- _Stated exercise_
Format every line of the entries below as a single numbered list, leaving out blank lines.

- _Records provided_
◇ ◇ ◇
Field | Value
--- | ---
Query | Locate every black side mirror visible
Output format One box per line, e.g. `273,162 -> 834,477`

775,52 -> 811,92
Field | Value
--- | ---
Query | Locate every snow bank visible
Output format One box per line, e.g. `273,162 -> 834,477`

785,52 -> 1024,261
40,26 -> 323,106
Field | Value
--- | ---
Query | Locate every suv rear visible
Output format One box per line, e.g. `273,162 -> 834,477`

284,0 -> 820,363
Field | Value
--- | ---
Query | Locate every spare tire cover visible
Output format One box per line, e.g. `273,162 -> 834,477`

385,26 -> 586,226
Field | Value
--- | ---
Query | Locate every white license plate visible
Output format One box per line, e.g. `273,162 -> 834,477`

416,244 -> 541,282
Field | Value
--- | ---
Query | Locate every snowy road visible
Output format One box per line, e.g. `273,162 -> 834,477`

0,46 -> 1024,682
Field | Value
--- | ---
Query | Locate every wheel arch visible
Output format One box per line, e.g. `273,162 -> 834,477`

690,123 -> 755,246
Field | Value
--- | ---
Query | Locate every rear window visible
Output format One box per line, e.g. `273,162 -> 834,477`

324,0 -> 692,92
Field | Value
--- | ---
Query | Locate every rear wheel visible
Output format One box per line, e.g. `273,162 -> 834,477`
◇ ◇ ◇
- _The solution_
1. Field | Value
2. --- | ---
3. Query | Locate every black side mirror visible
4. Output format One box per line, e.g. `273,162 -> 834,477`
5. 775,52 -> 811,92
6. Field | Value
7. --- | ---
8. Query | Locate every snow bank visible
9. Output format One box per line, e.g. `273,162 -> 834,477`
10. 785,52 -> 1024,261
11. 40,26 -> 323,106
12. Field | Value
13. --- | ---
14. Query | Locate every suv rear visible
15. Output format One box per line, e.g. `273,162 -> 834,477`
16. 284,0 -> 820,363
17. Field | Value
18. --- | ---
19. Query | Locate every spare tire cover visible
20. Output format One box per line, e.g. `273,162 -> 834,477`
21. 385,26 -> 586,226
22. Field | Value
23. --- | ---
24. Query | Locate every white license plate visible
25. Output format One box per line, e.g. `273,162 -> 834,477`
26. 416,244 -> 541,282
27. Field | Value
28. --- | ---
29. Query | Locate every snowy road visible
30. Output format One box per line, e.g. `273,162 -> 834,477`
31. 0,46 -> 1024,682
32. Field | Value
33. --- | ---
34. Query | Locate every wheel arch visible
35. Output format One box per line, e.g. `273,162 -> 834,477`
36. 690,123 -> 755,246
37. Field | Value
38. --- | ---
39. Query | Locate every rear window visible
40. Output format One box per line, e.g. `273,162 -> 834,477`
41. 324,0 -> 692,92
42. Field | Value
43. --- | ---
44. Query | Locate every rear wheel visible
45. Output format One box per line, e.g. `273,162 -> 834,477`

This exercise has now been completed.